This blog was originally published on US News & World Report’s Eat + Run blog. See the original post here.
Back in the day, people used to spend less time at work, in school and on the road, and more time in the kitchen preparing fresh and unprocessed ingredients. They savored meals over hours in the company of friends and family, and were active for much of the day.
Sounds like a distant dream, right? Wrong. Turns out, the best kept secret of the old ways of cooking is that “from scratch” does not always have to mean “time-consuming.” In fact, many old food preparation techniques are easy enough to ﬁt right into the modern era. If you want to cook more at home, but don’t have a lot of extra time to do it, try making these traditional foods and dishes:
Olive oil, vinegar, salt, and pepper — that’s all it takes to make the most rudimentary, but still delicious, salad dressing. The general rule of thumb is to use a 2-to-1 ratio of oil to vinegar, but you can adjust the proportions to suit your taste for vinegar. Spice up your recipes by varying the type of olive oil (extra-virgin olive oils vary greatly depending on where the olives used to make them are grown) and vinegar (red wine, white wine, champagne, and balsamic all have diﬀerent ﬂavors). Add fresh citrus juice, fresh herbs, spices, honey, mustard, garlic, or any combination of these ingredients to create a custom blend. The beneﬁt of making your own dressing is that you have complete control over the ingredients. Once you ﬁnd an elixir that suits your salads, it takes less than ﬁve minutes to put together a jar to last the whole week. And, you might have just created a new family recipe.

SUPPLIED INFORMATION:
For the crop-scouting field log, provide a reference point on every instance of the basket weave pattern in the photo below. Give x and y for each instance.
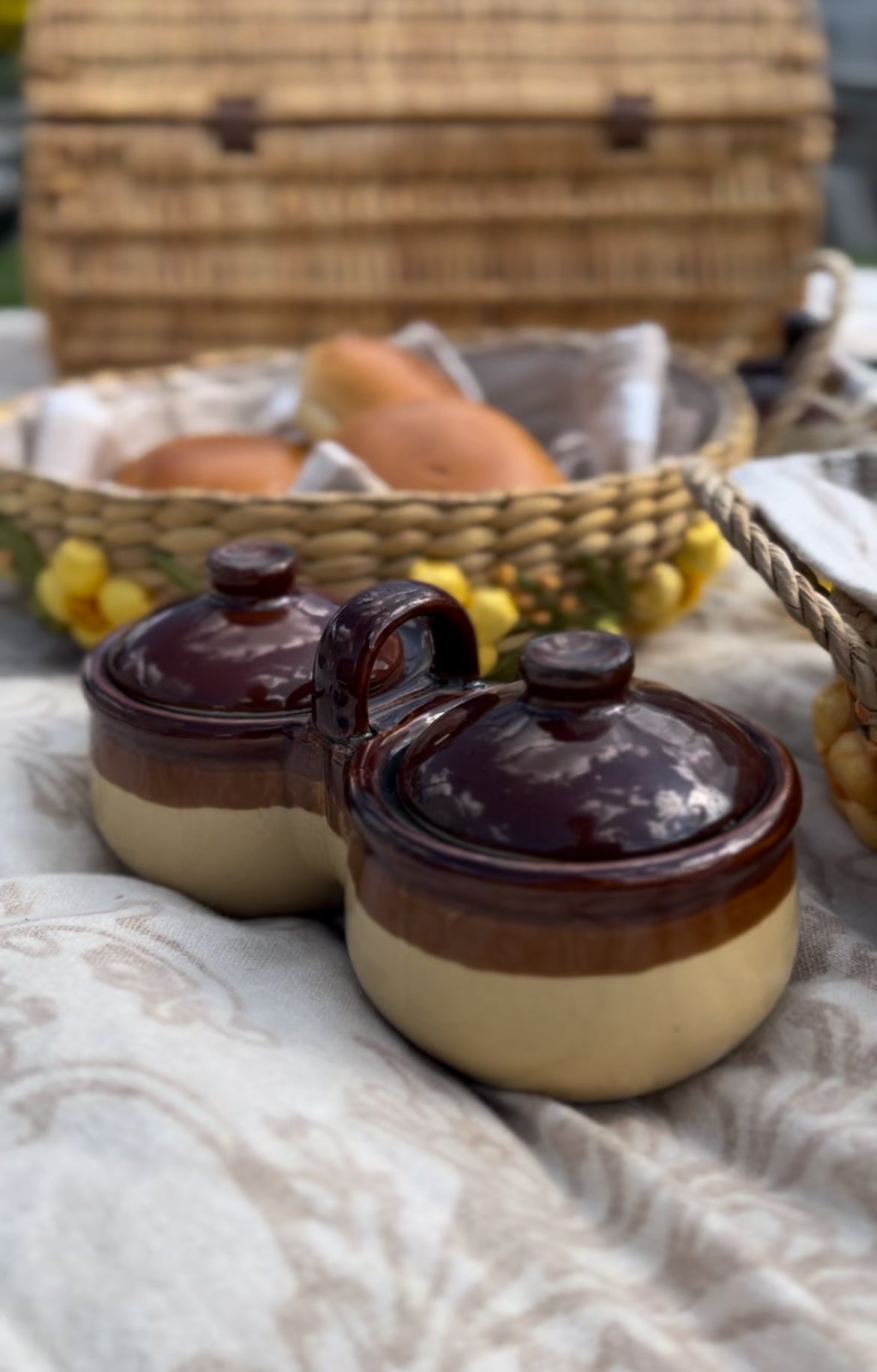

INSTRUCTIONS:
1. Reproduce the blog post on traditional cooking from "This blog was" up to and including "of the day.".
2. According to the blog post on traditional cooking, what ratio of oil to vinegar is the general rule of thumb for salad dressing?
3. Carry on writing the blog post on traditional cooking from the point where it stops.

OUTPUTS:
1.
This blog was originally published on US News & World Report’s Eat + Run blog. See the original post here.
Back in the day, people used to spend less time at work, in school and on the road, and more time in the kitchen preparing fresh and unprocessed ingredients. They savored meals over hours in the company of friends and family, and were active for much of the day.

2. A 2-to-1 ratio of oil to vinegar.

3.
Guacamole, in its most basic form, is made from ripe avocados mashed with salt. This simple, creamy combination can be traced all the way back to the Aztecs in what is now Mexico. Today, this old-school avocado mash is experiencing a surge in popularity, cropping up on more and more grocery shelves and restaurant menus. If you cringe at the cost of adding guac to your meal when dining out, try making your own at home. All it requires is ripe avocados and any or all of the following ingredients: lemon or lime juice and zest, fresh cilantro, fresh chiles for spice, and a little red onion or tomato. Use guacamole on toast, with potatoes, or thin it out with a liquid like water, citrus juice, or yogurt to make avocado sauce and soup like the Aztecs did.
3. Tomato Sauce
Excellent tomato sauce comes down to its ingredients’ quality. Beyond that, it’s very simple to make yourself. Just simmer together high-quality canned or fresh tomatoes, a bit of water, onion, garlic, fresh herbs, salt, pepper, and extra-virgin olive oil for 30 minutes, and you’ll have a tasty sauce for pasta and homemade pizza. Like all homemade foods, the beauty of tomato sauce made from scratch is that you know precisely what it contains, and you can add ingredients such as red pepper ﬂakes, olives, and anchovies to ﬂavor it and make it all your own. Making tomato sauce is also an excellent way to preserve the summer tomato harvest and enjoy it all winter long.
Making your own cheese might seem intimidating, but it’s not as complicated as you might think. Ricotta, a creamy Italian cheese used in ravioli, for one, literally translates to “recooked.” The name hints at how simple it is to make: Just simmer milk, cream, yogurt, lemon juice, and salt together until curds form. The only other requirements are some cheesecloth and 30 minutes. As a result, you’ll have ricotta that’s far superior in taste, and often price, than what you’d ﬁnd at the supermarket. Use it with pasta, on toast, or in scrambled eggs. Because it’s so mild, ricotta can even be used in desserts. Try mixing it with a little sugar, chocolate shavings, and chopped nuts for a Mediterranean-style pudding.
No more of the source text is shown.